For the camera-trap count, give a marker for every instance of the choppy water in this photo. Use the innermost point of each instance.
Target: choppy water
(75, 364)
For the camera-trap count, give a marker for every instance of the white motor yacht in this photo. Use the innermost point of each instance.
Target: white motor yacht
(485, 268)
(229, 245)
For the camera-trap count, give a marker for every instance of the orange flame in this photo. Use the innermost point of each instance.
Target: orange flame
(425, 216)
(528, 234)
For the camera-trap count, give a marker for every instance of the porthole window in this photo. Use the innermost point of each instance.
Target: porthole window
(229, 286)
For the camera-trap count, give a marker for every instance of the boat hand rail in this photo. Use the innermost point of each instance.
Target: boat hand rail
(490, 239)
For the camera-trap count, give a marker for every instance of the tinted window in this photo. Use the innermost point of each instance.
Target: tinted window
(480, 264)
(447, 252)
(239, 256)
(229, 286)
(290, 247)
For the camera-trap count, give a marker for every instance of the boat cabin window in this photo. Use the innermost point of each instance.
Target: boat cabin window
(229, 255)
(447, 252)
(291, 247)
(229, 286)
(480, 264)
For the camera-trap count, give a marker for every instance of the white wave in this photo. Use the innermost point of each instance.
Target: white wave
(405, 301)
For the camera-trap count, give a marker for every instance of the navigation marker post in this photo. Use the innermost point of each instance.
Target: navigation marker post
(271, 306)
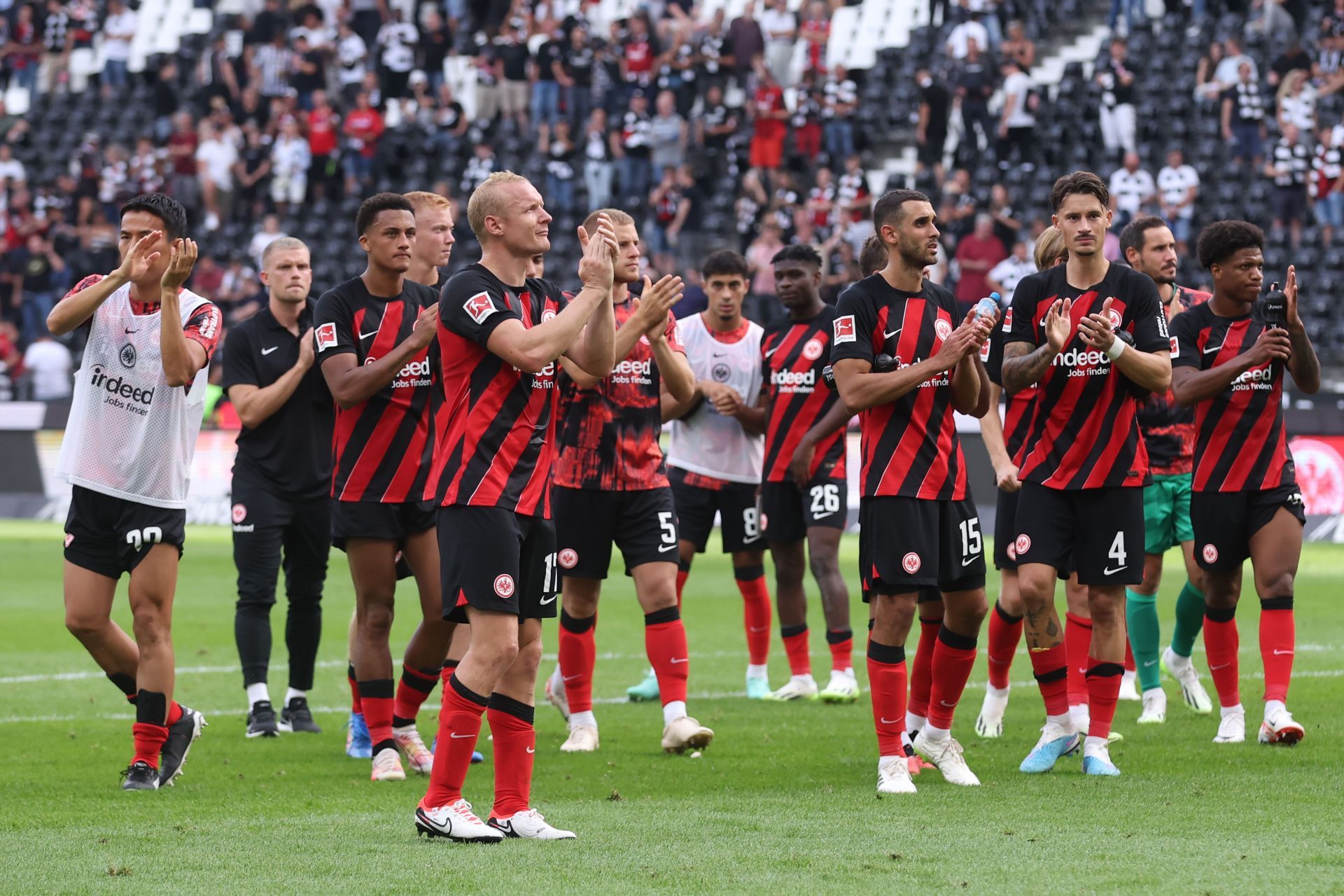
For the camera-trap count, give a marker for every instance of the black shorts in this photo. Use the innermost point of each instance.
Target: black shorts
(1096, 532)
(643, 524)
(1225, 522)
(788, 512)
(374, 520)
(913, 545)
(737, 505)
(111, 535)
(1006, 531)
(495, 559)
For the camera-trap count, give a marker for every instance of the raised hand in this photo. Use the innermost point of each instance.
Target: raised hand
(141, 257)
(181, 262)
(1096, 330)
(1058, 324)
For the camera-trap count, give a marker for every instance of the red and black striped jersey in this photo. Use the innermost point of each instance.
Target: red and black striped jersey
(1019, 405)
(793, 355)
(381, 448)
(1168, 428)
(495, 438)
(608, 435)
(1240, 444)
(910, 447)
(1085, 428)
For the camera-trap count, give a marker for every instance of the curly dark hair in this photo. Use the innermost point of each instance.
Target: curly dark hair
(1225, 238)
(163, 207)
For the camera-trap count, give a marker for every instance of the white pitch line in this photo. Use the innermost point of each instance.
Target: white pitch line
(722, 695)
(549, 657)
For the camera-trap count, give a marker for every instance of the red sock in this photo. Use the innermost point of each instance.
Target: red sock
(412, 691)
(756, 605)
(150, 741)
(1077, 644)
(578, 657)
(921, 673)
(377, 699)
(1221, 645)
(841, 649)
(458, 729)
(796, 648)
(1102, 692)
(1278, 640)
(953, 659)
(515, 747)
(1051, 673)
(1004, 634)
(355, 706)
(664, 641)
(888, 681)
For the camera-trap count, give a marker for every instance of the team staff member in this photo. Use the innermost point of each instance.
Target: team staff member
(127, 453)
(1168, 430)
(1230, 359)
(499, 340)
(804, 498)
(918, 523)
(281, 481)
(717, 451)
(372, 336)
(1082, 475)
(609, 486)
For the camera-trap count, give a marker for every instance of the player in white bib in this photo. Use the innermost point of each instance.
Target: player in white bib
(128, 447)
(717, 450)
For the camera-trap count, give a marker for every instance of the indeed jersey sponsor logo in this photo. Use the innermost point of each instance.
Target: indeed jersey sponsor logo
(413, 375)
(120, 393)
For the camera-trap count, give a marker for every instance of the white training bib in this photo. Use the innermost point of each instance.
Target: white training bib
(131, 434)
(707, 442)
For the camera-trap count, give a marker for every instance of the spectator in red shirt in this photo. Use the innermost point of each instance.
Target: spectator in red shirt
(363, 130)
(977, 253)
(321, 124)
(768, 115)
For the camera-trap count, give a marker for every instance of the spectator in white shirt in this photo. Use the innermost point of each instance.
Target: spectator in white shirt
(118, 31)
(1177, 184)
(49, 367)
(216, 158)
(289, 162)
(1003, 279)
(1130, 190)
(781, 30)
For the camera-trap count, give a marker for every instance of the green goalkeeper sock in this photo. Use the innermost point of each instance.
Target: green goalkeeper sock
(1190, 620)
(1144, 637)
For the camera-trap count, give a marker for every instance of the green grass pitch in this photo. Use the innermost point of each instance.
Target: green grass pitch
(783, 802)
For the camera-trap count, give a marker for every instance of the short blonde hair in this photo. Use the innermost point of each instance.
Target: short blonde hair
(1050, 248)
(486, 200)
(619, 219)
(422, 199)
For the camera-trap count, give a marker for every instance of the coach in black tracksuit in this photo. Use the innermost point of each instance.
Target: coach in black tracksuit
(281, 484)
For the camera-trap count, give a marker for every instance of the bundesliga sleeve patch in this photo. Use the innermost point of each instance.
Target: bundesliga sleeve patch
(326, 336)
(844, 331)
(480, 307)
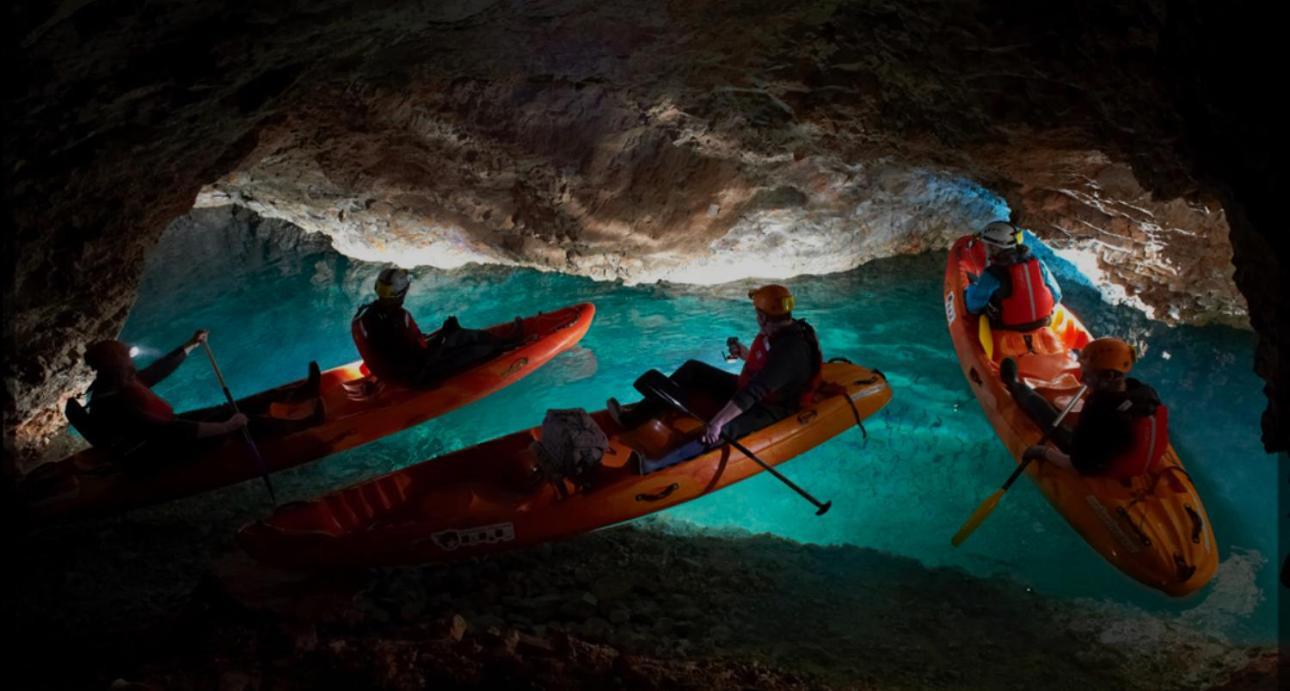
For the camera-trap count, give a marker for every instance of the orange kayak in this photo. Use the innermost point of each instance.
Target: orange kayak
(484, 499)
(1153, 527)
(355, 413)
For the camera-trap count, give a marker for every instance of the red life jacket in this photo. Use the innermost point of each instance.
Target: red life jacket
(1151, 440)
(388, 342)
(760, 353)
(1022, 302)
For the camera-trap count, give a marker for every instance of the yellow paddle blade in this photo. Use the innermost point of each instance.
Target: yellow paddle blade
(977, 518)
(986, 335)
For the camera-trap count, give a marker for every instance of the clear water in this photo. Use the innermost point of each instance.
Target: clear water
(274, 303)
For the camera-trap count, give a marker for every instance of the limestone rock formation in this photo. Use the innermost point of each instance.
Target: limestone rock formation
(636, 141)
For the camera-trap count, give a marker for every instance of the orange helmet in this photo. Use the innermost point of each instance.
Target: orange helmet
(1108, 353)
(107, 356)
(773, 299)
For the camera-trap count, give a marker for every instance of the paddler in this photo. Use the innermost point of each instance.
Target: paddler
(396, 351)
(781, 373)
(1017, 290)
(1124, 427)
(137, 426)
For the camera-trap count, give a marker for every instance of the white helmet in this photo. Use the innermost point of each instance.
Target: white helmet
(1001, 233)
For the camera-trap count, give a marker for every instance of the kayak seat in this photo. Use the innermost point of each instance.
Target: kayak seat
(1018, 344)
(359, 506)
(655, 437)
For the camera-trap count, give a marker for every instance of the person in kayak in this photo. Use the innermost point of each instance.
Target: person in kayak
(1017, 290)
(138, 427)
(396, 351)
(781, 373)
(1124, 427)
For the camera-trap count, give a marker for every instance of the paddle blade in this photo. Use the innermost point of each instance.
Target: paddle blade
(977, 518)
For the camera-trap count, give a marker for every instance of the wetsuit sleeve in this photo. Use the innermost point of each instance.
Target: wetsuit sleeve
(1050, 282)
(413, 333)
(161, 368)
(979, 293)
(784, 364)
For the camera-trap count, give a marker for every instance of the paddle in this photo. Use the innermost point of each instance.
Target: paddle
(657, 384)
(983, 511)
(254, 451)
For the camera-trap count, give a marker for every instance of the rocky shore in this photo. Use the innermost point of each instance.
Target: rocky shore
(644, 606)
○ ○ ○ ○ ○ ○ ○
* _Task description_: Please write out, exactly as they appear above, only the lines in the stretch from the line with "Target: paddle blade" through the line with "of the rocky".

* _Result for this task_:
Target: paddle blade
(977, 518)
For the camera-trap count, give a marker for every instance of the wetsuit sleeve in this photo. Use the innermost point of each instance.
Target: wetsuit sleeve
(1050, 282)
(413, 333)
(161, 368)
(979, 293)
(784, 364)
For the camera-trap count, give a marker for every instance of the paddle in this photo. Use the innermost point of each instance.
Target: paddle
(657, 384)
(983, 511)
(254, 451)
For the camera-trap count, give a marker for every instance of the rocky shore in this photo. Use the innermost point of each instance.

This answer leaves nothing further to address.